━━━ Auszug ━━━
Herrmann wies jedoch auch auf andere Extremismusbereiche hin, in denen das Internet eine zunehmend wichtige Rolle spiele, wie das sich Organisieren rechtsextremistischer Kameradschaften über Informationsplattformen. Es entstünden kaum fassbare Strukturen für staatliche Gegenmaßnahmen. Der Innenminister forderte den „aufmerksamen Staatsbürger im Internet“, der sich auch in diesen Netzwerken „aktiv für unsere freiheitlich demokratische Grundordnung stark macht“. Dies forderte den Widerspruch der innenpolitischen Sprecherin der Grünen, Susanna Tausendfreund, heraus. Es gebe durchaus die Möglichkeit staatlicher Gegenmaßnahmen, wie die Aufforderung, bestimmte Inhalte zu löschen.
━━━
Aufgabe
Setze den Auszug über Extremismus im Internet bitte nach seinem letzten Satz fort. Die Datensätze stammen aus einer anderen Quelle.
━━━ Bereitgestelltes Material ━━━
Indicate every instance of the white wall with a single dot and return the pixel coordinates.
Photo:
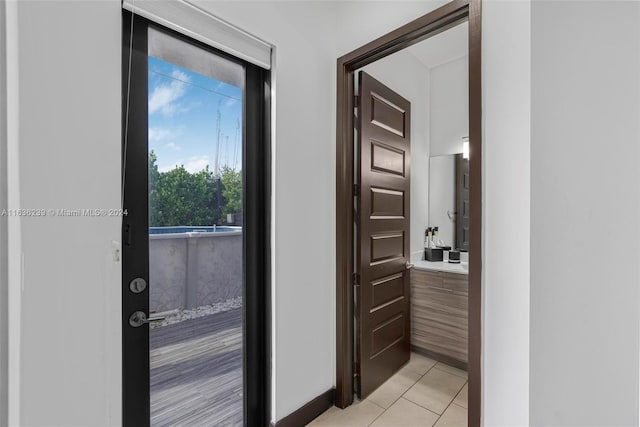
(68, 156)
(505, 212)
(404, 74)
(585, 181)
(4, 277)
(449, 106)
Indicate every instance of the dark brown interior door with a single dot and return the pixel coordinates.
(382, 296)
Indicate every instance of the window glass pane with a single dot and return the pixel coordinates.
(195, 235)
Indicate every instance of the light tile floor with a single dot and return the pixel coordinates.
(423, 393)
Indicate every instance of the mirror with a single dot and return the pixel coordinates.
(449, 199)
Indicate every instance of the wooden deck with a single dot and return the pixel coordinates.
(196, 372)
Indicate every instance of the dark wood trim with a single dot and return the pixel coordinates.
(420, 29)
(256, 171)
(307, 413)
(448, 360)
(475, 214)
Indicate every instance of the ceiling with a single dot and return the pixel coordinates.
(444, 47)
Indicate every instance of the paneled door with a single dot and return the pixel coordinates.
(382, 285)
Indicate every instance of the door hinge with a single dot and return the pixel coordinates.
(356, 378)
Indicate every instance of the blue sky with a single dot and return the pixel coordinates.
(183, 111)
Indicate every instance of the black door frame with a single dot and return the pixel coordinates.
━━━
Lösung
Ähnlich wie Tausendfreund bemängelte der Sprecher der SPD-Landtagsfraktion, Florian Ritter, dass Herrmann seiner Aufgabe, „unvoreingenommen die verfassungsfeindlichen Bestrebungen zu beobachten, nicht mehr gerecht“ werde. Gegen einzelne Gruppen würde ohne rechtlich haltbare Begründung der Vorwurf des Linksextremismus erhoben und andrerseits Selbstradikalisierungstendenzen bei rechtspopulistischen und islamfeindlichen Gruppen „konsequent von Herrmann ignoriert“. So wären von ihm, Ritter, früher dem Minister genannte – und auch von Tausendfreund gestern zitierte – Hasseinträge auf der Homepage von „Politicaly Incorrect“ kein Grund gewesen, da einmal genauer hinzuschauen. Im Zusammenhang mit dem „aufmerksamen Staatsbürger im Internet“ oder dem Aufruf Herrmanns an Muslime, auf Internetangeboten von islamistischen Extremisten Gegenpositionen zu „posten“, wies Ritter auf die durchaus bestehende Gefahr einer darauf folgenden persönlichen Bedrohung hin. Ganz davon abgesehen sei dem Innenminister auch zuzutrauen, dort Einträge hinterlassende Personen über einen Kamm zu scheren.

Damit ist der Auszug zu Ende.